**PASSAGE PROVIDED:**
§ §
7.5.          Termination by Employee For Good Reason.

                a.             At any time during the Term, Employee may terminate this Agreement and his or her employment with the Company by giving the Company written notice of termination for Good Reason.  For purposes of this Agreement, “Good Reason” shall mean any of the following:

                                (i)            a material breach by the Company of any provision of this Agreement which is not cured by the Company within ten (10) days of receipt by the Company of written notice from Employee specifying with particularity the existence and nature of the breach; or

 

                                (ii)           the occurrence of any one of the following events during a Window Period:

 

                                (A)          A reduction by the Company in Employee’s salary from the level of such salary immediately prior to the Change in Control.

 

                                (B)           The Company’s requiring Employee to be based anywhere other than the metropolitan area where the Company office at which he was based immediately prior to the earlier of the termination of employment or the Change in Control was located, except for required travel on the Company’s business in accordance with the Company’s past management practices.

 

 

5



 

                b.             If this Agreement and Employee’s employment are terminated by Employee for Good Reason other than during a Window Period, the Company’s obligation to pay and provide Employee compensation and benefits under this Agreement shall immediately terminate, except:  (a) the Company shall pay Employee that portion of his or her Annual Base Salary, at the rate then in effect, which shall have been earned through the termination date; (b) the Company shall pay or provide Employee such other payments and benefits, if any, which have accrued hereunder before the termination date; and (c) in addition, the Company shall pay Employee severance compensation after the termination of employment equal to the Employee’s Annual Base Salary at the rate of Annual Base Salary in effect immediately prior to termination for a period of one year following the date of termination of employment.  Any payments of Annual Base Salary shall be made in accordance with the Company’s normal payroll policies and procedures, and shall be subject to withholding and other deductions as required by law.
§ §
**RECORD SET:**
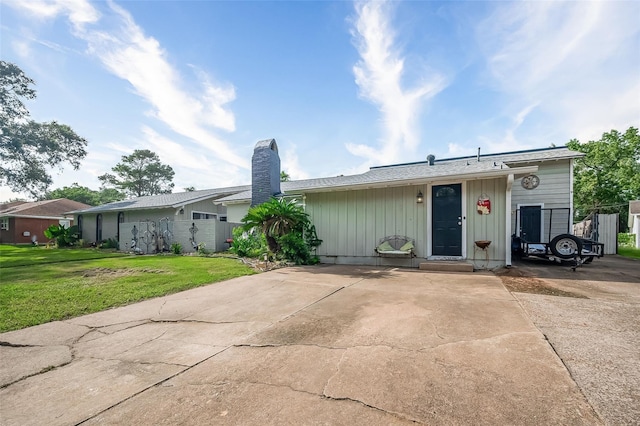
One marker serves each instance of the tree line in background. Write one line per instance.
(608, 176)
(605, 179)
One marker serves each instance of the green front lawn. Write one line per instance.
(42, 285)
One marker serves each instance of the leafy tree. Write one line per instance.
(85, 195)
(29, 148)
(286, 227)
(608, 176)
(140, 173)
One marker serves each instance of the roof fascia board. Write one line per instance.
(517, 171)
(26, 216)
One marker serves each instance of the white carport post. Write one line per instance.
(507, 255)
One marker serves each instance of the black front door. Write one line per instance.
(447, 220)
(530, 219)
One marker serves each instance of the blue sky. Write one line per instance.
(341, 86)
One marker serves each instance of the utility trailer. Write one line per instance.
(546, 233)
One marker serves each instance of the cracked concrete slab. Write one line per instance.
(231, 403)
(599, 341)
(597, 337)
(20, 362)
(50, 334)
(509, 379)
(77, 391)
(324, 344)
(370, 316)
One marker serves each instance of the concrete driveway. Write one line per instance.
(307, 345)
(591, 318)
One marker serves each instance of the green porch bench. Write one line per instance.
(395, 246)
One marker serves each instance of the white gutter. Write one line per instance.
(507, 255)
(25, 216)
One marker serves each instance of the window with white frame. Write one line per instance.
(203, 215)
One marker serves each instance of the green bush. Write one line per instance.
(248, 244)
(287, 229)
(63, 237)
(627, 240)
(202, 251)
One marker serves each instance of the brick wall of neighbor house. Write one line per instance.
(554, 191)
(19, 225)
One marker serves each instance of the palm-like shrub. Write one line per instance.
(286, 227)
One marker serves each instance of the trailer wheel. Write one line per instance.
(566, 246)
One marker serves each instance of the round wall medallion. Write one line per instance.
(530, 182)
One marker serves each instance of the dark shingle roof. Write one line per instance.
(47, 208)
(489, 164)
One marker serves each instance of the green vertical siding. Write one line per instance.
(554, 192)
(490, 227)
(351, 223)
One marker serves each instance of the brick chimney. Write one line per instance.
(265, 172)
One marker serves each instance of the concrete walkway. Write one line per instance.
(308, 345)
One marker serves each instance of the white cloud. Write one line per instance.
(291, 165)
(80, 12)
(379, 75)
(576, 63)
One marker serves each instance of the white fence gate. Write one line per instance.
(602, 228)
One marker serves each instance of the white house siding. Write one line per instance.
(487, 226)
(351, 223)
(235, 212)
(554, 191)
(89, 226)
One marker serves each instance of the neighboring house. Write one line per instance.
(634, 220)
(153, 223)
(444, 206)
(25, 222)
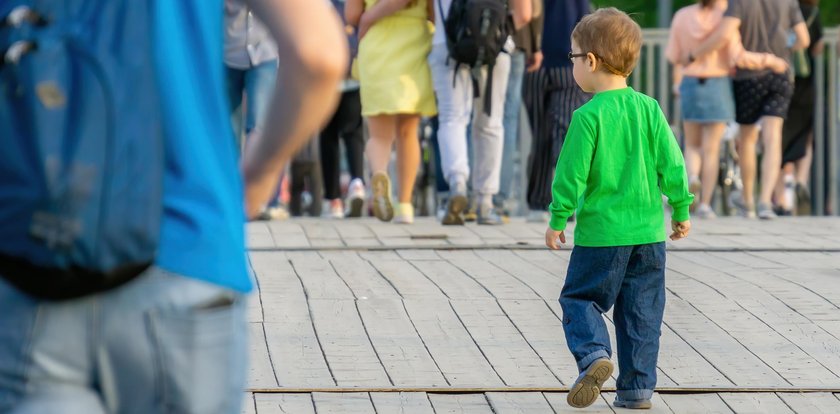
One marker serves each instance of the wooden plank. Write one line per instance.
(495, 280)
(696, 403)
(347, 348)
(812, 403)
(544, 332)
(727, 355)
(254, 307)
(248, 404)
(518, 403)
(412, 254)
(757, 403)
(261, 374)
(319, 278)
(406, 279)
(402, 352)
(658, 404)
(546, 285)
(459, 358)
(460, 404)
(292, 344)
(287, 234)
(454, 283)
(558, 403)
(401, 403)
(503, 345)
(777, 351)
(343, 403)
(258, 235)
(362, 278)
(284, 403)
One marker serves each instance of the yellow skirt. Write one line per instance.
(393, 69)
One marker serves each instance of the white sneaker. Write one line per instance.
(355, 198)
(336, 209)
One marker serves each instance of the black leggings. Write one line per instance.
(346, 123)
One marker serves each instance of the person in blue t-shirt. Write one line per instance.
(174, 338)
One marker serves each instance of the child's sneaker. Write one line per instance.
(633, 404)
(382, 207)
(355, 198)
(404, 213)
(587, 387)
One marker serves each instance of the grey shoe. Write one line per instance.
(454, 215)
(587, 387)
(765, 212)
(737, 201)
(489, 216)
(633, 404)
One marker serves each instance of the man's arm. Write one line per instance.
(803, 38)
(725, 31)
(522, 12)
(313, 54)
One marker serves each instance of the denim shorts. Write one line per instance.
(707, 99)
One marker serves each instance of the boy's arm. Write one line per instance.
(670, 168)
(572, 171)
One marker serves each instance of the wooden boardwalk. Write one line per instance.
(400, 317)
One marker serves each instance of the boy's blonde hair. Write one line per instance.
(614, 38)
§ §
**EXERCISES TO COMPLETE:**
1) Answer these from the termination clause:
(a) Within how many days must the Company cure a material breach after receiving the Employee's written notice?
(b) Under item (A), a salary reduction is measured against the salary level immediately prior to what event?
(c) When the Employee terminates for Good Reason outside a Window Period, for how long is severance compensation paid?
2) Transcribe the stretch of the termination clause from "(A)          A reduction" through "past management practices.".
The data that comes after the termination clause is separate material.

**IN RESPONSE:**
1)
(a) Ten (10) days.
(b) The Change in Control.
(c) For a period of one year following the date of termination of employment.

2)
(A)          A reduction by the Company in Employee’s salary from the level of such salary immediately prior to the Change in Control.

 

                                (B)           The Company’s requiring Employee to be based anywhere other than the metropolitan area where the Company office at which he was based immediately prior to the earlier of the termination of employment or the Change in Control was located, except for required travel on the Company’s business in accordance with the Company’s past management practices.